Problem details: Set the records down again. Match every line exactly.

Records contained in a dataset:
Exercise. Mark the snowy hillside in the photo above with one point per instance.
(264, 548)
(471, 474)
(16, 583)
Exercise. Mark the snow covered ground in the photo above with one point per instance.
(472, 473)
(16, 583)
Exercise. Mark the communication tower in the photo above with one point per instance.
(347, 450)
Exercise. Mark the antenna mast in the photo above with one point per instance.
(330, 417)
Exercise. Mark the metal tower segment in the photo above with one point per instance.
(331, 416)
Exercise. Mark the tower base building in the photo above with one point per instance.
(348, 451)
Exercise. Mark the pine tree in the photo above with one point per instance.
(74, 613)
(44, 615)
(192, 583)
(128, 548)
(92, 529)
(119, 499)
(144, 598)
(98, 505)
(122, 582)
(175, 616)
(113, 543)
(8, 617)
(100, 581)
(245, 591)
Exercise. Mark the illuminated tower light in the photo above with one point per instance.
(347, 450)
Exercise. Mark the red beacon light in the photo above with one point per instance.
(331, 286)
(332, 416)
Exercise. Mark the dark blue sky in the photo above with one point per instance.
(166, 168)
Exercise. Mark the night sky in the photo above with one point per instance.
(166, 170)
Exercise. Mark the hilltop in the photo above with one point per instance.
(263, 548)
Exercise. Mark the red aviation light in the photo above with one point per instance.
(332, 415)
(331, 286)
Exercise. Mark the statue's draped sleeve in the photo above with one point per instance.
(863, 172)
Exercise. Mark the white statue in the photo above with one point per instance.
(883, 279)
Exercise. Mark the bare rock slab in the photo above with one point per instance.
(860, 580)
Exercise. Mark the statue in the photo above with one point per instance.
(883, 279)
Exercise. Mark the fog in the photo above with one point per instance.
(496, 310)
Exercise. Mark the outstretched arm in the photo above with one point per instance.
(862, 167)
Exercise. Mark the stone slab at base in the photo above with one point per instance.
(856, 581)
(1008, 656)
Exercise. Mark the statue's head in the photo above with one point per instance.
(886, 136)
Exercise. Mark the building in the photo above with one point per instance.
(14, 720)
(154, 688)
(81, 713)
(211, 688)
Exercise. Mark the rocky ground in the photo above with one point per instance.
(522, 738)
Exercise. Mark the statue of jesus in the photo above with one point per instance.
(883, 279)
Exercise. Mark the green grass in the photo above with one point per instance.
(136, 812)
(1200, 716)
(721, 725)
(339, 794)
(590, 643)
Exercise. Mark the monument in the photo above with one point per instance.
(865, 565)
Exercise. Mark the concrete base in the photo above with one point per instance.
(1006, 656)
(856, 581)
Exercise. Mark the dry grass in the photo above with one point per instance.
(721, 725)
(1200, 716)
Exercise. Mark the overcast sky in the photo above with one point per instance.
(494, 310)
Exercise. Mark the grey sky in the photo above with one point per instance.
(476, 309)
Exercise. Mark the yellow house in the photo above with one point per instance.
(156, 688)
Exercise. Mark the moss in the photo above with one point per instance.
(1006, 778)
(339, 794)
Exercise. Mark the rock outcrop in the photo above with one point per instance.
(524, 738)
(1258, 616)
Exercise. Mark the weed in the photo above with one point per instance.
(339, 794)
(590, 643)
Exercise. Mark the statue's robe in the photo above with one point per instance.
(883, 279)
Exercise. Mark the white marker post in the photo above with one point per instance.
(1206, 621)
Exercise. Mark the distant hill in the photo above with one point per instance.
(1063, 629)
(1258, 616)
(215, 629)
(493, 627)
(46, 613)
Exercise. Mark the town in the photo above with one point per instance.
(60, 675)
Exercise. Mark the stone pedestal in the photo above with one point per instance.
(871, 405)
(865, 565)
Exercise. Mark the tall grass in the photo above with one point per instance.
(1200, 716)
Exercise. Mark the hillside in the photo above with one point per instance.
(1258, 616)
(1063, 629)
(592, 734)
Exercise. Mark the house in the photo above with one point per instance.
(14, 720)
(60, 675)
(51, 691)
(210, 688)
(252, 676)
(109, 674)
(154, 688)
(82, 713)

Written response:
Exercise. Mark the snowy hillside in the photo above with one point per instance.
(264, 548)
(471, 474)
(16, 583)
Exercise. Mark the snow covered ground in the photo above with one point per instance.
(472, 473)
(16, 583)
Exercise. Mark the communication tower in the photo above with one point per instance.
(347, 450)
Exercise. Mark the antenna mast in the photo above with one point per instance.
(330, 417)
Exercise. Mark the metal tower segment in the photo above with one point per instance.
(331, 416)
Exercise. Mark the tower base building in the photo above with one point per instance.
(348, 451)
Exercise. Mark the pine tree in the photo above with one point per instance.
(74, 613)
(44, 615)
(192, 583)
(128, 548)
(92, 529)
(119, 499)
(144, 598)
(98, 505)
(122, 582)
(175, 616)
(113, 543)
(8, 617)
(100, 581)
(245, 591)
Exercise. Mark the illuminated tower light in the photo above with one point per instance.
(347, 450)
Exercise. Mark the red beacon light in the photo above with one point per instance.
(331, 286)
(332, 416)
Exercise. Mark the dark blue sky in the photo above with one point per instance.
(166, 168)
Exercise. Mark the night sky in the photo above with one point per instance.
(166, 170)
Exercise. Mark the hilltop in the photo above with one point per instance.
(263, 548)
Exercise. Mark the red aviation light in the photo above with one point per instance.
(332, 415)
(331, 286)
Exercise. Mark the statue's draped sleeve in the photo above with one point per instance.
(863, 172)
Exercise. Mark the white statue in the photo above with one point per instance.
(883, 279)
Exercise. Mark the bare rock slab in the photo above with one point per instance.
(860, 580)
Exercise. Mark the statue in the photo above with one point per instance.
(883, 279)
Exercise. Mark the fog in the photo above with one point per instance.
(496, 310)
Exercise. Mark the outstretched arm in the photo above with one point per instance.
(862, 167)
Exercise. Mark the stone slab at base in the photo above with one point per instance.
(856, 581)
(1008, 656)
Exercise. Mark the statue's head in the photo above with one point per instance.
(886, 136)
Exercise. Mark the building in the photo above with one point per instance.
(14, 720)
(154, 688)
(81, 713)
(211, 688)
Exercise. Mark the rocky ground in the photo above with one point per instance.
(522, 738)
Exercise. Mark the statue of jesus in the photo above with one point per instance.
(883, 279)
Exercise. Mark the green grass in the photo above with one point per instance.
(136, 812)
(1200, 716)
(721, 725)
(339, 794)
(590, 643)
Exercise. Mark the monument in the photo above with one point per instance.
(865, 565)
Exercise. Mark the concrete base in the photo above with one point per instance.
(1006, 656)
(856, 581)
Exercise. Mark the dry grass in the photo above with one point per instance.
(721, 725)
(1200, 716)
Exercise. Mark the overcast sky in the photo above with one point per instance.
(494, 310)
Exercise. Mark the grey sky in the photo above with one point per instance.
(476, 309)
Exercise. Mark the yellow house in the photo above with one point per instance.
(156, 688)
Exercise. Mark the moss in the photo above with one point per instance.
(1006, 778)
(339, 794)
Exercise. Mark the rock outcrop in the photo above with one point per instance.
(524, 738)
(1258, 616)
Exercise. Mark the weed in the photo above with one point per instance.
(339, 794)
(590, 643)
Exercise. Mark the statue's robe in the photo above with one point per instance.
(883, 279)
Exercise. Mark the white marker post in the photo above with one point per instance.
(1206, 621)
Exercise. Mark the distant hill in the photo above with one point per instance.
(1063, 629)
(1258, 616)
(215, 629)
(493, 627)
(46, 613)
Exercise. Mark the town in the photo above with one point per instance.
(60, 675)
Exercise. Mark the stone pedestal in the photo above with one point per instance.
(871, 405)
(865, 565)
Exercise. Mark the tall grass in the photo above with one point per instance.
(1200, 716)
Exercise. Mark the hillside in the photo above with one point per instance.
(1258, 616)
(1063, 629)
(592, 734)
Exercise. Mark the house in the photo above with one point per instance.
(14, 720)
(60, 675)
(51, 691)
(210, 688)
(252, 676)
(109, 674)
(154, 688)
(82, 713)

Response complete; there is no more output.